[Provided text Boundary: Start]
A Connecticut father is facing deportation back to his native country, Colombia while his 14-year-old son battles a rare genetic condition.
“I am the support for my family,” Julian Rodriguez told NBC Connecticut.
He is waiting on news for a request for stay in the United States from ICE.
Julian came to the United States 18 years ago seeking political asylum from Colombia. That ended in 2009, and he has been giving numerous stays based on his son Santiago’s treatments. Santiago has a genetic immune deficiency disorder and undergoes treatment at Connecticut Children’s Medical Center.
“It occurs in about one in 200,000 kids,” said Dr. Juan Salazar, physician in chief at Connecticut Children's Medical Center. “So it is extremely rare, but it is devastating. Kids who have the disease sometimes grow into adulthood, but in the end universally it is always fatal.”
Santiago is doing well now after an experimental stem cell therapy at the National Institutes of Health. He and his family are part of a study there that aims to help other kids like him.
[Provided text Boundary: End]
# Problems to work on:
a – From the deportation article, return the stretch from "A Connecticut father" through "Children’s Medical Center.".
b – Answer these questions using the deportation article:
(i) How many years ago did Julian Rodriguez come to the United States?
(ii) Where does Santiago undergo treatment?
(iii) How often does Santiago's disorder occur, according to Dr. Juan Salazar?
c – Extend the deportation article on Julian Rodriguez beyond its final sentence.
[Data for analysis Boundary: Start]
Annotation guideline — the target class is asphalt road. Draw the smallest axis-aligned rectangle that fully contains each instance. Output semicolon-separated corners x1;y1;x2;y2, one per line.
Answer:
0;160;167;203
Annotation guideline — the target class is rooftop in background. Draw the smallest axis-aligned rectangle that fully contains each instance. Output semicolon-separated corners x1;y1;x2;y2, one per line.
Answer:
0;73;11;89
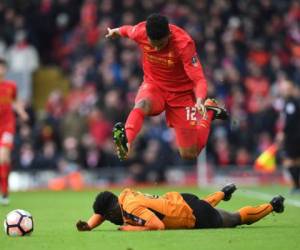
[Data for analysis Boundary: End]
# Per-task outputs:
a –
A Connecticut father is facing deportation back to his native country, Colombia while his 14-year-old son battles a rare genetic condition.
“I am the support for my family,” Julian Rodriguez told NBC Connecticut.
He is waiting on news for a request for stay in the United States from ICE.
Julian came to the United States 18 years ago seeking political asylum from Colombia. That ended in 2009, and he has been giving numerous stays based on his son Santiago’s treatments. Santiago has a genetic immune deficiency disorder and undergoes treatment at Connecticut Children’s Medical Center.

b –
(i) 18 years ago.
(ii) At Connecticut Children's Medical Center.
(iii) In about one in 200,000 kids.

c –
“His care needs to be done in the United States,” Salazar said. “This is something that cannot be done elsewhere. This is something that has contributed to the health care of children.”
Congressman Joe Courtney and Sen. Richard Blumenthal are standing behind them.
“We are going to fight,” Blumenthal said. “Vamos a luchar. Just as Santi has fought. We must fight for him. Our values as well as our medical research depends on Santee and his family staying here.”
“I don’t know what I would do, or be doing here without my dad,” Santiago Rodriguez said. “He’s helped me through so much during my life. He’s always been a support and I really need him.”
Rodriguez’s attorney says he’s trying to comply with ICE’s orders. He has a plane ticket for September 12, but he’s hoping he doesn't have to use it.